> Data in this exercise
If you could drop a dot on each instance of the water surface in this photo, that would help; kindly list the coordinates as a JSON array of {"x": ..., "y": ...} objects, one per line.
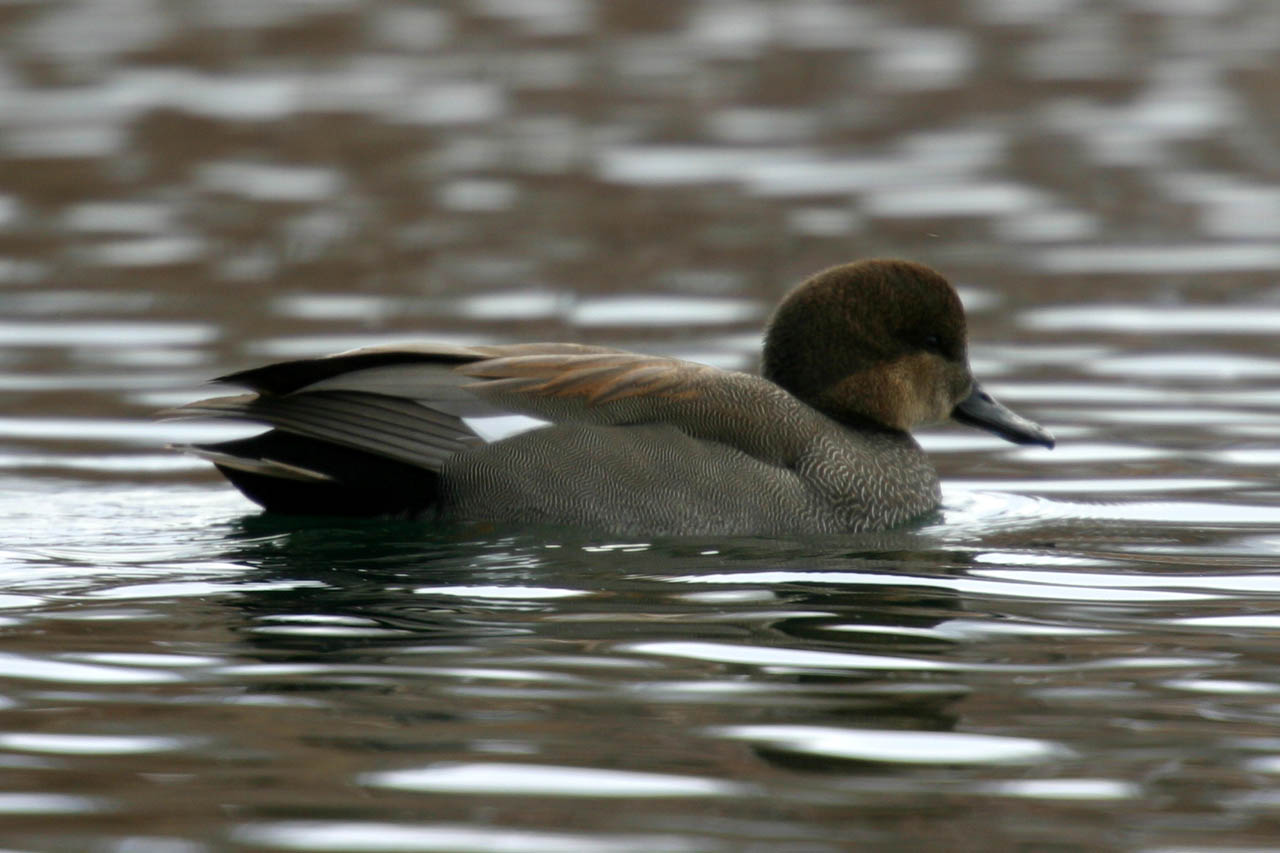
[{"x": 1078, "y": 652}]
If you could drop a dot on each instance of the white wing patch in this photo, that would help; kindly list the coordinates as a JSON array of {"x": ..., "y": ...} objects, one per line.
[{"x": 494, "y": 428}]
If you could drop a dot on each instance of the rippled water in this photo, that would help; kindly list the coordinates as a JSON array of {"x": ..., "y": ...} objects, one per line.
[{"x": 1079, "y": 652}]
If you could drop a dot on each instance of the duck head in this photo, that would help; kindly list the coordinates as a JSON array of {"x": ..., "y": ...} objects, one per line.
[{"x": 883, "y": 342}]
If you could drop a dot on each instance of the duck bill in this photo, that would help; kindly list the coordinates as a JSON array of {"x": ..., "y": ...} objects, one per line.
[{"x": 981, "y": 410}]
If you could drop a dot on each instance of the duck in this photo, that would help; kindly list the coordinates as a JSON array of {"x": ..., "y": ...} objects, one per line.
[{"x": 590, "y": 437}]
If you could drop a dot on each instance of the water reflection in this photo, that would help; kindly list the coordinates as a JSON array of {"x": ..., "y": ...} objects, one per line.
[{"x": 1073, "y": 657}]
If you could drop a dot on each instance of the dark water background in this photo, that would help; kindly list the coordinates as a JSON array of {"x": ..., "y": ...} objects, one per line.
[{"x": 1082, "y": 652}]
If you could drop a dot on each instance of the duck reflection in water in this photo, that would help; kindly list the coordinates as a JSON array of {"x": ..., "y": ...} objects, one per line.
[{"x": 854, "y": 359}]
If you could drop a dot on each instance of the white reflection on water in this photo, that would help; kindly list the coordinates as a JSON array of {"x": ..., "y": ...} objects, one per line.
[
  {"x": 28, "y": 333},
  {"x": 1029, "y": 584},
  {"x": 323, "y": 836},
  {"x": 42, "y": 669},
  {"x": 41, "y": 803},
  {"x": 899, "y": 747},
  {"x": 270, "y": 182},
  {"x": 662, "y": 310},
  {"x": 547, "y": 780},
  {"x": 502, "y": 592},
  {"x": 86, "y": 744},
  {"x": 1144, "y": 259},
  {"x": 1191, "y": 319},
  {"x": 1074, "y": 789}
]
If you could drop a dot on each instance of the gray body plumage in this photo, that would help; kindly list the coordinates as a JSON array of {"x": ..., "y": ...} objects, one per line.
[{"x": 631, "y": 443}]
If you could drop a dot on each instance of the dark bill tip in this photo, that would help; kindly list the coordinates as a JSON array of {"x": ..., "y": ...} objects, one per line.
[{"x": 981, "y": 410}]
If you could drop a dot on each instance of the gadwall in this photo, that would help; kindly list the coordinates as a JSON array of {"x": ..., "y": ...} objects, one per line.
[{"x": 854, "y": 359}]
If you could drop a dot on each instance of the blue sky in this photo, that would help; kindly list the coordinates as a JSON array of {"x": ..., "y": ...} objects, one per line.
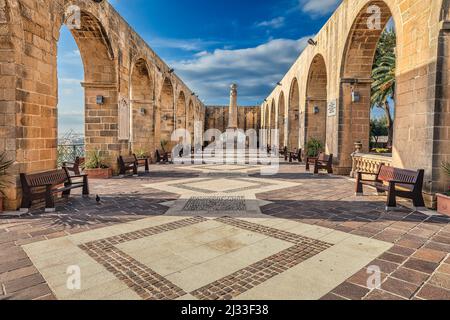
[{"x": 210, "y": 43}]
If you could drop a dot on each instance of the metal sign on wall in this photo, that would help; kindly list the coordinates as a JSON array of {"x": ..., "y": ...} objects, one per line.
[{"x": 332, "y": 108}]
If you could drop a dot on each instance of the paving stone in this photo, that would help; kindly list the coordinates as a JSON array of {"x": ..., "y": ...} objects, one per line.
[{"x": 399, "y": 287}]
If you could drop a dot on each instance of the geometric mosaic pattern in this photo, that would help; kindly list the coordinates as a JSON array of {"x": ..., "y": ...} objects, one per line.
[
  {"x": 149, "y": 285},
  {"x": 211, "y": 204},
  {"x": 236, "y": 181}
]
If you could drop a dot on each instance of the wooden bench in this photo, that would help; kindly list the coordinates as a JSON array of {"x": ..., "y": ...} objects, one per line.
[
  {"x": 397, "y": 183},
  {"x": 128, "y": 163},
  {"x": 44, "y": 186},
  {"x": 295, "y": 156},
  {"x": 143, "y": 162},
  {"x": 322, "y": 162},
  {"x": 162, "y": 158},
  {"x": 74, "y": 167}
]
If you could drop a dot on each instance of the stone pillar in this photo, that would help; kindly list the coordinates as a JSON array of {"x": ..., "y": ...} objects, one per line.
[{"x": 233, "y": 112}]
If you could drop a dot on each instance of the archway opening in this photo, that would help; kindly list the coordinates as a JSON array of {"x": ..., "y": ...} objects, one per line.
[
  {"x": 88, "y": 41},
  {"x": 382, "y": 115},
  {"x": 70, "y": 123},
  {"x": 357, "y": 81},
  {"x": 142, "y": 109},
  {"x": 272, "y": 123},
  {"x": 191, "y": 120},
  {"x": 281, "y": 120},
  {"x": 294, "y": 116},
  {"x": 167, "y": 123},
  {"x": 316, "y": 103},
  {"x": 181, "y": 111}
]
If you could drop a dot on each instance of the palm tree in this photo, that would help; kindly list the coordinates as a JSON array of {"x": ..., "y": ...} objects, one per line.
[{"x": 383, "y": 75}]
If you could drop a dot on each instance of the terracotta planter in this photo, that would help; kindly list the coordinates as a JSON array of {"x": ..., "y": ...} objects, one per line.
[
  {"x": 443, "y": 204},
  {"x": 99, "y": 173}
]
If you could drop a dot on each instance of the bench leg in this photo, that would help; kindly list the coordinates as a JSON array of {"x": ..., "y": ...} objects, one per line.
[
  {"x": 85, "y": 186},
  {"x": 26, "y": 203},
  {"x": 49, "y": 200},
  {"x": 419, "y": 202},
  {"x": 359, "y": 187},
  {"x": 392, "y": 200}
]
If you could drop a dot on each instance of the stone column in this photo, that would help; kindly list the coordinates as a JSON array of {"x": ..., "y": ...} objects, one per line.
[{"x": 233, "y": 112}]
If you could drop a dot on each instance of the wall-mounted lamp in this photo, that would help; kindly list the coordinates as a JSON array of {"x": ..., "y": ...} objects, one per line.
[
  {"x": 316, "y": 110},
  {"x": 100, "y": 100},
  {"x": 356, "y": 97},
  {"x": 311, "y": 42}
]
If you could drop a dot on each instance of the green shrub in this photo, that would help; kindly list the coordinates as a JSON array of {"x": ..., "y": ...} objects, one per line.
[
  {"x": 313, "y": 147},
  {"x": 95, "y": 161},
  {"x": 5, "y": 164}
]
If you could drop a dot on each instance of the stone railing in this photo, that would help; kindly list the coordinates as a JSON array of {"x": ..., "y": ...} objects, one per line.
[
  {"x": 68, "y": 153},
  {"x": 369, "y": 162}
]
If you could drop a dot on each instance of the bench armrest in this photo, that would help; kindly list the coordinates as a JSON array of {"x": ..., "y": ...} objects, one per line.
[{"x": 79, "y": 176}]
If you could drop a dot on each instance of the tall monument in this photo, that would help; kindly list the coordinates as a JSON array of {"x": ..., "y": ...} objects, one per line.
[{"x": 233, "y": 112}]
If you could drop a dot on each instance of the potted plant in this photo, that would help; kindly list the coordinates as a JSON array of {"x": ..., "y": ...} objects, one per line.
[
  {"x": 313, "y": 148},
  {"x": 444, "y": 198},
  {"x": 140, "y": 154},
  {"x": 95, "y": 166},
  {"x": 5, "y": 164}
]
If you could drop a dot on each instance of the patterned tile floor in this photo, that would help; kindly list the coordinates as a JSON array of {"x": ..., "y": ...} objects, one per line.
[{"x": 307, "y": 237}]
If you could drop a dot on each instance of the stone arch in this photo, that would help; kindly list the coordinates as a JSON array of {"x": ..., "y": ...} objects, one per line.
[
  {"x": 272, "y": 121},
  {"x": 165, "y": 113},
  {"x": 316, "y": 101},
  {"x": 190, "y": 118},
  {"x": 181, "y": 111},
  {"x": 141, "y": 100},
  {"x": 356, "y": 73},
  {"x": 282, "y": 119},
  {"x": 294, "y": 115},
  {"x": 102, "y": 130}
]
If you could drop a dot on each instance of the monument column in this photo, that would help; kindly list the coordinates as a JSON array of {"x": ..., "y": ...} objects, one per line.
[{"x": 233, "y": 111}]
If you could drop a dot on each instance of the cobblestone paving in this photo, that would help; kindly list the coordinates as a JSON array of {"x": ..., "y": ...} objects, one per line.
[{"x": 417, "y": 266}]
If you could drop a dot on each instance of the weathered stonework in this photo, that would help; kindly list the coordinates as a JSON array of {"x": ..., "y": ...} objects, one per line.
[
  {"x": 341, "y": 61},
  {"x": 118, "y": 65},
  {"x": 216, "y": 117}
]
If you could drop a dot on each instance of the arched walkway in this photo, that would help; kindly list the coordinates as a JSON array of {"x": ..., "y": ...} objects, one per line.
[
  {"x": 166, "y": 119},
  {"x": 282, "y": 120},
  {"x": 142, "y": 108},
  {"x": 316, "y": 101},
  {"x": 294, "y": 116},
  {"x": 356, "y": 74}
]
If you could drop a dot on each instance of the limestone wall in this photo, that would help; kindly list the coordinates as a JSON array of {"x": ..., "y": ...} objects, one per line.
[
  {"x": 347, "y": 44},
  {"x": 118, "y": 65}
]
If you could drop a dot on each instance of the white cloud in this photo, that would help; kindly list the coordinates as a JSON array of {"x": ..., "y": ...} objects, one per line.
[
  {"x": 319, "y": 7},
  {"x": 256, "y": 70},
  {"x": 275, "y": 23},
  {"x": 183, "y": 44}
]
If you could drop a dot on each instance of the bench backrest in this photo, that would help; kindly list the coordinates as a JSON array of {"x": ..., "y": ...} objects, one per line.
[
  {"x": 54, "y": 177},
  {"x": 325, "y": 157},
  {"x": 128, "y": 159},
  {"x": 400, "y": 175}
]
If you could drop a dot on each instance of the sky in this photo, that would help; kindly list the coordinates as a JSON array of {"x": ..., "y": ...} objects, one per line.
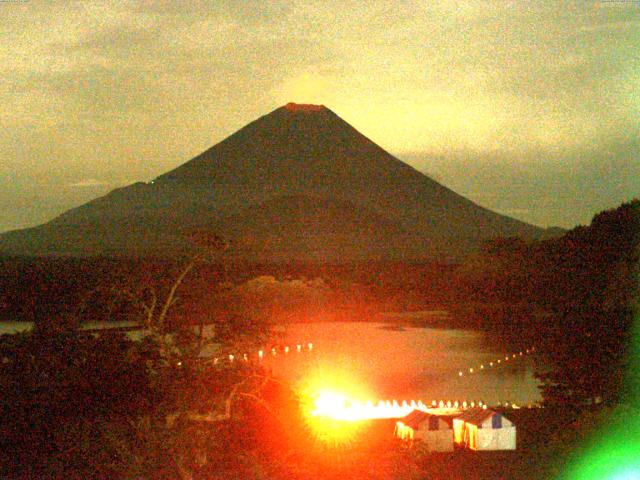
[{"x": 530, "y": 108}]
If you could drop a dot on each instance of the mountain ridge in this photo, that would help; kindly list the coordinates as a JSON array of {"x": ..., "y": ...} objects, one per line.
[{"x": 296, "y": 151}]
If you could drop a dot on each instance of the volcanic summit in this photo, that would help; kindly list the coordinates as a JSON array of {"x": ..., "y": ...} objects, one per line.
[{"x": 299, "y": 183}]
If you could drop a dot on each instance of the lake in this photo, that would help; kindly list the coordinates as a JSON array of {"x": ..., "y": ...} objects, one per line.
[
  {"x": 385, "y": 362},
  {"x": 409, "y": 363}
]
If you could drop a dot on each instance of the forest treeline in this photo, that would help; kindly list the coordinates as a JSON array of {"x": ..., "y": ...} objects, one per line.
[
  {"x": 85, "y": 405},
  {"x": 573, "y": 297}
]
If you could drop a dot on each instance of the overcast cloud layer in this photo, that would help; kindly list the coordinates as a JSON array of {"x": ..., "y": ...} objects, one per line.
[{"x": 531, "y": 108}]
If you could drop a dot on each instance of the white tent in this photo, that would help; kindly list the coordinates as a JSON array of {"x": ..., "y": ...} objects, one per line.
[
  {"x": 484, "y": 429},
  {"x": 435, "y": 432}
]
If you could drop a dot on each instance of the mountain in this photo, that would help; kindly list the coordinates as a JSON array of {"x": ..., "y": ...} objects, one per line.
[{"x": 297, "y": 183}]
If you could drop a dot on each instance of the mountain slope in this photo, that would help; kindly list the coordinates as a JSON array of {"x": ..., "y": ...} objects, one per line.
[{"x": 297, "y": 183}]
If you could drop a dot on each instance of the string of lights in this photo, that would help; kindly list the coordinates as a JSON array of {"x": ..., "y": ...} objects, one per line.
[{"x": 496, "y": 363}]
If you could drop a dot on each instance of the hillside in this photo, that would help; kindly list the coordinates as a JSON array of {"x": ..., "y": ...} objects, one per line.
[{"x": 297, "y": 183}]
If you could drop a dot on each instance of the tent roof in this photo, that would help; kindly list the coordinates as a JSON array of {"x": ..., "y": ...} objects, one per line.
[
  {"x": 416, "y": 417},
  {"x": 476, "y": 415}
]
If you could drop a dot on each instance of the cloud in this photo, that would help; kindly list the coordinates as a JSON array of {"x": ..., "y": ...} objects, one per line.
[{"x": 88, "y": 183}]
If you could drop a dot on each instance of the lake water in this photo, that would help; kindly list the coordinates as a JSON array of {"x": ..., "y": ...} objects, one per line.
[{"x": 408, "y": 363}]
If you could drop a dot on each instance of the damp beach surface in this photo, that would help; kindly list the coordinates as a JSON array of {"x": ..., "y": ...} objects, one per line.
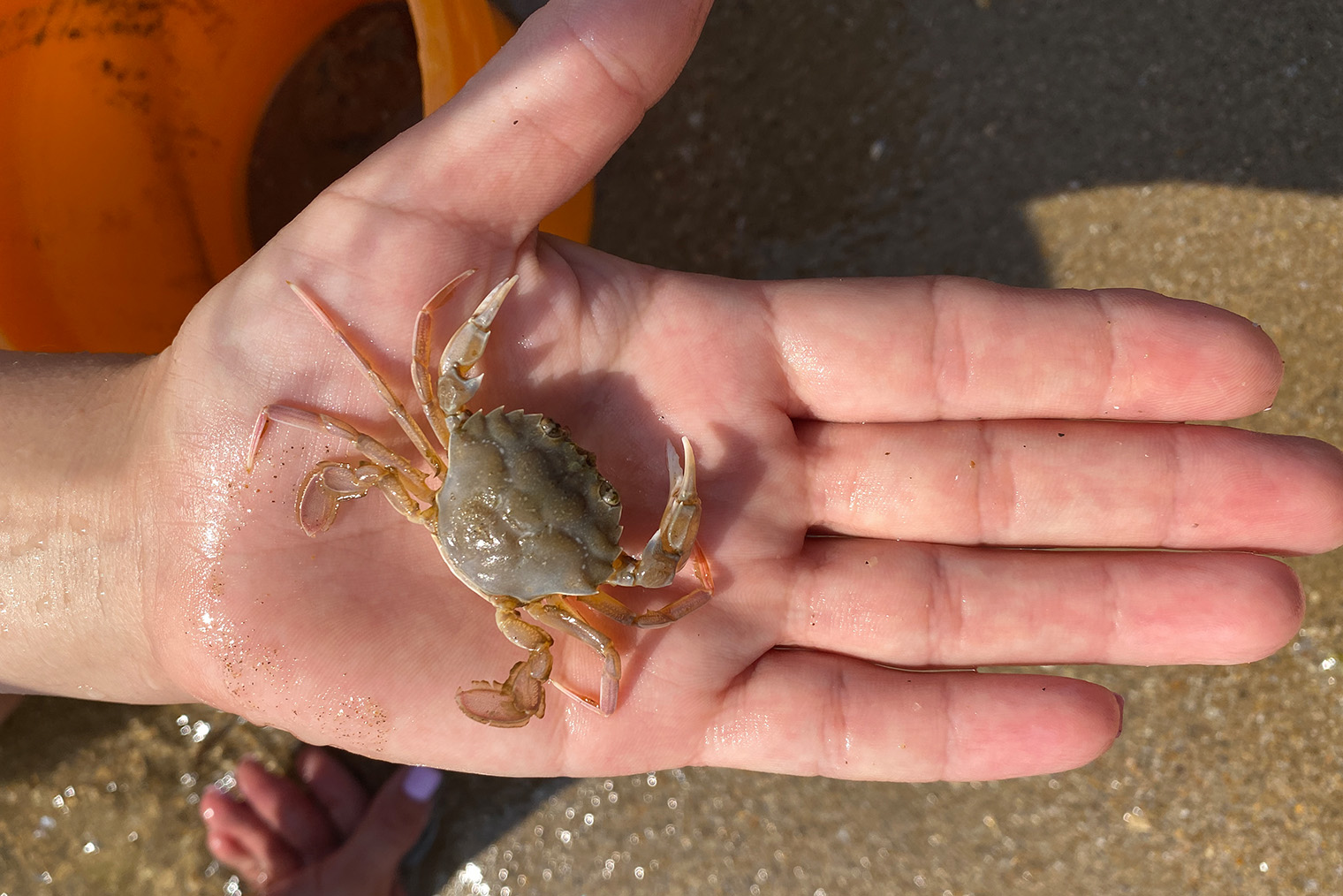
[{"x": 1188, "y": 151}]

> What you are asked to do
Copy the data from the line containing "of the tent" through the end of the data, leaving out the pictures.

> Reply to the task
If you could drop a dot on each instance of the tent roof in this photo, that would help; kindly list the coordinates as a JSON array of {"x": ..., "y": ...} objects, one per line.
[
  {"x": 416, "y": 417},
  {"x": 476, "y": 415}
]
If you could drop a dot on each instance of the cloud in this photo, that would help; kindly list the coordinates as a JSON array of {"x": ..., "y": ...} objects, one per line.
[{"x": 88, "y": 183}]
If you could drop a dot on each instance of the lake water in this photo, that would help; kindly list the coordinates as a JSON array of {"x": ..., "y": ...} objects, one per line.
[{"x": 408, "y": 363}]
If you could drop a dot on each instance of the damp beach surface in this photo, that would help; kindly list the coordinates as a JSON array of {"x": ..., "y": ...} objects, one per line.
[{"x": 1188, "y": 151}]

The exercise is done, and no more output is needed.